▶ WORK TO BE COMPLETED: Return all of the records below word for word, with no changes.

Records taken from a collection:
####################

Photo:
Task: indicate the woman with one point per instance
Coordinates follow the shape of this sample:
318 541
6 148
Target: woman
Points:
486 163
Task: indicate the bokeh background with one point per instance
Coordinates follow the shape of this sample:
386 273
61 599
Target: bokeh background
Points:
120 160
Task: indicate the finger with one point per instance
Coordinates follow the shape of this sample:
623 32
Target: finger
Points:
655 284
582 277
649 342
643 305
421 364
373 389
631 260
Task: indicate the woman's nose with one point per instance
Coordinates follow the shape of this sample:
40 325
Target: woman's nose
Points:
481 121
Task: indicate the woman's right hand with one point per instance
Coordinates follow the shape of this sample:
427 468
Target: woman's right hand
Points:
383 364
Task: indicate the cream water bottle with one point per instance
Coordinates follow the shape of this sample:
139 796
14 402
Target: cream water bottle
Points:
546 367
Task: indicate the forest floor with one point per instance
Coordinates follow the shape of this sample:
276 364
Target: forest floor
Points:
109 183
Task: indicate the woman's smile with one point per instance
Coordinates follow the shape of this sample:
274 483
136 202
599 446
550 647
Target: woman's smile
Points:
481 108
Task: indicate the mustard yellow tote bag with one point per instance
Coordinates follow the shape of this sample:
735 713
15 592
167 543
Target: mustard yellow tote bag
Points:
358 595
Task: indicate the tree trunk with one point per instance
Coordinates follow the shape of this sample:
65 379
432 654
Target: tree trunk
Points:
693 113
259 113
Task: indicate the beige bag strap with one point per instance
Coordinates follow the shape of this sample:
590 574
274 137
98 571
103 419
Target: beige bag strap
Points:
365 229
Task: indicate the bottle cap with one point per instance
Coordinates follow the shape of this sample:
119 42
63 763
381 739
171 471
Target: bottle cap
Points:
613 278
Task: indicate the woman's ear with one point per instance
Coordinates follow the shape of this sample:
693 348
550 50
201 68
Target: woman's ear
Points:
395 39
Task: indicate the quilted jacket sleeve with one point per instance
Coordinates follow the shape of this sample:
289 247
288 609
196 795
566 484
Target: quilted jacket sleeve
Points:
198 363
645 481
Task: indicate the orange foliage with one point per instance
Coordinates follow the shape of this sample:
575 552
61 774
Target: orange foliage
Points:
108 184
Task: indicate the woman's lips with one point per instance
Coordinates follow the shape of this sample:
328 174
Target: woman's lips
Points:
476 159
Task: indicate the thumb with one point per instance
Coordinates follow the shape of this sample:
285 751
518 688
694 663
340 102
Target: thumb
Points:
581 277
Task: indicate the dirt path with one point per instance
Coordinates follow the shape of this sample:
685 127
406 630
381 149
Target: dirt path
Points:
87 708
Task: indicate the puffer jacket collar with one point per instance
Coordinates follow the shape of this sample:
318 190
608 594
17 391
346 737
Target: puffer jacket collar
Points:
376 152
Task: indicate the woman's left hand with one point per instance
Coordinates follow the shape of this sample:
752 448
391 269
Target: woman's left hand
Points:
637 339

####################

▶ ANSWER TO THE EXERCISE:
Photo:
Task: indicate the woman with one point per instance
Coordinates follow the shape of this sample:
318 541
6 148
Target: woman
Points:
486 163
Task: indicate the bokeh background with one point per instance
Coordinates follow the shape of this sample:
386 273
61 599
Target: bokeh background
Points:
120 160
Task: indicate the finger with one point per instance
Coordinates follow the shape of this sample:
623 32
Target: finger
Points:
655 284
582 277
649 342
643 305
421 364
373 389
631 260
Task: indicate the woman's nose with one point per instance
Coordinates follow the shape of this sample:
40 325
Target: woman's nose
Points:
481 121
Task: indicate the woman's right hand with one point per instance
Coordinates follow the shape of this sample:
427 468
Target: woman's right hand
Points:
383 364
Task: indicate the cream water bottle with one point per instance
Coordinates follow the shape of this sample:
139 796
14 402
Target: cream water bottle
Points:
546 367
Task: indicate the forest floor with one point per instance
Coordinates follow the shape of this sample:
276 364
Target: forest floor
Points:
109 183
Task: indicate the woman's smile with one point per instance
Coordinates follow the shape of this sample:
274 483
136 202
599 446
550 647
Target: woman's smile
Points:
481 108
Task: indicate the mustard yellow tote bag with one point per instance
Coordinates follow the shape of this sample:
735 713
15 592
167 543
Target: mustard yellow tote bag
Points:
358 595
Task: indicate the tree trunk with one point per instance
Coordinates follow the shape of this sample:
65 379
432 654
Target: tree trunk
Points:
693 113
259 113
Task: indicate the beige bag strap with one point per instance
Coordinates follow the shape of this sample:
590 574
274 137
98 571
103 419
Target: beige bag strap
Points:
365 229
Task: indicate the bottle cap with one point per instance
Coordinates follow the shape of this sample:
119 42
63 763
381 739
171 471
Target: bottle cap
Points:
613 278
Task: indicate the woman's ear with one point per instance
Coordinates follow the shape of this sample:
693 348
550 50
201 68
Target: woman's ear
Points:
395 39
Task: indicate the quilted jacket sleeve with one point per instance
Coordinates follow the shape of this sample:
289 247
288 609
196 795
566 484
Target: quilted jacket sleeve
Points:
198 363
645 481
Task: indicate the orange foliage with one point per instance
Coordinates follow the shape of this sample:
575 552
61 774
Target: orange foliage
Points:
108 184
Task: indicate the woman's lips with one point per instance
Coordinates follow the shape of this sample:
328 174
Target: woman's lips
Points:
476 159
Task: indicate the thumb with one point per instance
Coordinates follow the shape of this sample:
285 751
518 688
694 663
340 102
Target: thumb
Points:
581 277
Task: indicate the dirt path with one point per instance
Coordinates follow the shape of this sample:
685 127
406 630
381 149
Target: dirt path
Points:
87 708
Task: indicate the puffer jacket collar with one point per instance
Coordinates follow the shape of this sample:
318 190
608 594
17 391
346 737
Target: puffer jacket collar
Points:
376 152
Task: indicate the woman's left hand with one point per instance
Coordinates follow the shape of this sample:
752 448
391 269
Target: woman's left hand
Points:
637 339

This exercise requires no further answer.